Will you output all of the data below exactly, omitting the images?
● ● ● ●
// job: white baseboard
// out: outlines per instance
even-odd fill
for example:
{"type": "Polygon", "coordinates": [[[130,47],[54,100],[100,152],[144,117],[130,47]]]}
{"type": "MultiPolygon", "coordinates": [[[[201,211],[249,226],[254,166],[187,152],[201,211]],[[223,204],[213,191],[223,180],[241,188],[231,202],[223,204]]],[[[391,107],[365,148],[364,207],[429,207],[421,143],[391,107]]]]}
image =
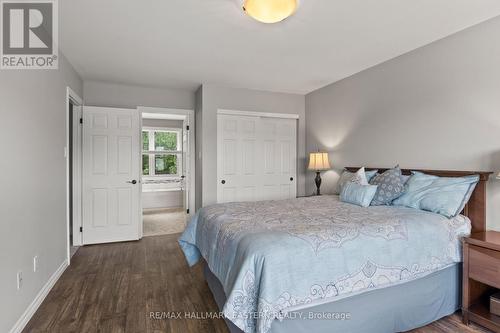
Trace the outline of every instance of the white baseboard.
{"type": "Polygon", "coordinates": [[[47,281],[47,283],[40,290],[38,295],[36,295],[35,299],[28,306],[26,311],[24,311],[24,313],[21,315],[21,318],[19,318],[14,327],[12,327],[10,333],[20,333],[24,329],[26,324],[30,321],[31,317],[33,317],[40,304],[42,304],[45,297],[47,297],[50,290],[52,289],[52,287],[54,287],[57,280],[59,280],[62,273],[64,273],[67,267],[68,267],[68,261],[64,260],[61,266],[59,266],[59,268],[54,272],[54,274],[52,274],[49,281],[47,281]]]}

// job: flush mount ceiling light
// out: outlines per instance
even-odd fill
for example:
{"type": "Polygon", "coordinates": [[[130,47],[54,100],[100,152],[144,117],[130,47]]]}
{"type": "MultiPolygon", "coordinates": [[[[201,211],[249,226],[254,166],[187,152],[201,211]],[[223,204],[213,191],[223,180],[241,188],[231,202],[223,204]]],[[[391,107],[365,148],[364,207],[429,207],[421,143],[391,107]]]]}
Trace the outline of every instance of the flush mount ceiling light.
{"type": "Polygon", "coordinates": [[[297,10],[298,0],[244,0],[243,10],[263,23],[276,23],[297,10]]]}

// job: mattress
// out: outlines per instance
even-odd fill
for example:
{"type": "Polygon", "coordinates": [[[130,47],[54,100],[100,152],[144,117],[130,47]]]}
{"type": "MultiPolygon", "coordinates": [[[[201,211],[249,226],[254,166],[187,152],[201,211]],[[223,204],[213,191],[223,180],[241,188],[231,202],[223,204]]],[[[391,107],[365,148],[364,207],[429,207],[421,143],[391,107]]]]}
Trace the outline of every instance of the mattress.
{"type": "MultiPolygon", "coordinates": [[[[207,265],[204,273],[222,310],[227,301],[222,285],[207,265]]],[[[275,320],[269,332],[406,332],[460,309],[461,284],[462,264],[454,264],[413,281],[291,312],[283,320],[275,320]]],[[[226,324],[231,333],[243,333],[230,320],[226,324]]]]}
{"type": "Polygon", "coordinates": [[[201,209],[179,243],[220,281],[225,316],[267,333],[290,313],[413,281],[461,261],[464,216],[359,207],[338,196],[201,209]]]}

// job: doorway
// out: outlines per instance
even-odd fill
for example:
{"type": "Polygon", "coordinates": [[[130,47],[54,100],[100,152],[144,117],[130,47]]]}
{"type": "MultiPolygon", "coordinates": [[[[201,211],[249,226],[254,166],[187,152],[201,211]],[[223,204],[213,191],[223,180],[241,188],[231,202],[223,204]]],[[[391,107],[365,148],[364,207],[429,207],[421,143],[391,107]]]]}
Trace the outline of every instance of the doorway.
{"type": "Polygon", "coordinates": [[[190,112],[140,109],[143,236],[181,233],[192,209],[190,112]]]}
● ● ● ●
THE COMPLETED TASK:
// job: white baseboard
// out: outlines per instance
even-odd fill
for example:
{"type": "Polygon", "coordinates": [[[130,47],[54,100],[100,152],[144,117],[130,47]]]}
{"type": "MultiPolygon", "coordinates": [[[[201,211],[249,226],[254,166],[187,152],[201,211]],[[223,204],[213,191],[223,180],[241,188],[231,202],[223,204]]],[[[391,107],[365,148],[364,207],[429,207],[421,143],[391,107]]]]}
image =
Trace the outline of every instance of the white baseboard.
{"type": "Polygon", "coordinates": [[[47,281],[47,283],[40,290],[38,295],[36,295],[35,299],[28,306],[26,311],[24,311],[24,313],[21,315],[21,318],[19,318],[14,327],[12,327],[10,333],[20,333],[24,329],[26,324],[30,321],[31,317],[33,317],[40,304],[42,304],[45,297],[47,297],[50,290],[52,289],[52,287],[54,287],[57,280],[59,280],[62,273],[64,273],[67,267],[68,267],[68,261],[64,260],[61,266],[59,266],[59,268],[54,272],[54,274],[52,274],[49,281],[47,281]]]}

// job: flush mount ceiling light
// out: outlines per instance
even-odd fill
for example:
{"type": "Polygon", "coordinates": [[[130,47],[54,100],[100,152],[144,117],[130,47]]]}
{"type": "MultiPolygon", "coordinates": [[[[201,211],[249,226],[254,166],[187,152],[201,211]],[[223,204],[213,191],[223,180],[241,188],[231,202],[223,204]]],[[[391,107],[365,148],[364,207],[429,207],[421,143],[391,107]]]]}
Trace the outline of every instance of the flush mount ceiling light.
{"type": "Polygon", "coordinates": [[[297,10],[298,0],[244,0],[243,10],[263,23],[276,23],[297,10]]]}

// job: mattress
// out: outlines per instance
even-odd fill
for example:
{"type": "Polygon", "coordinates": [[[130,47],[54,100],[100,152],[144,117],[130,47]]]}
{"type": "MultiPolygon", "coordinates": [[[[201,211],[249,226],[254,166],[187,152],[201,211]],[[223,204],[213,191],[223,180],[241,188],[231,202],[223,204]]],[[[391,107],[365,148],[364,207],[429,207],[421,143],[391,107]]]]}
Trace the outline of every instance of the mattress.
{"type": "MultiPolygon", "coordinates": [[[[207,265],[204,273],[222,310],[227,301],[222,285],[207,265]]],[[[275,320],[269,332],[406,332],[460,309],[461,284],[462,264],[454,264],[413,281],[291,312],[283,320],[275,320]]],[[[226,324],[231,333],[243,333],[230,320],[226,324]]]]}
{"type": "Polygon", "coordinates": [[[201,209],[179,243],[220,281],[225,316],[267,333],[290,313],[413,281],[461,261],[464,216],[359,207],[338,196],[201,209]]]}

// job: doorway
// out: outlines per instance
even-odd fill
for example:
{"type": "Polygon", "coordinates": [[[130,47],[54,100],[100,152],[144,117],[130,47]]]}
{"type": "MultiPolygon", "coordinates": [[[[201,211],[249,226],[254,166],[187,152],[201,211]],[[223,204],[213,191],[223,180],[241,188],[231,202],[223,204]]],[[[391,107],[365,148],[364,207],[429,207],[421,143],[391,107]]]]}
Trace the outline of every instance of the doorway.
{"type": "Polygon", "coordinates": [[[190,112],[140,109],[143,236],[181,233],[192,209],[190,112]]]}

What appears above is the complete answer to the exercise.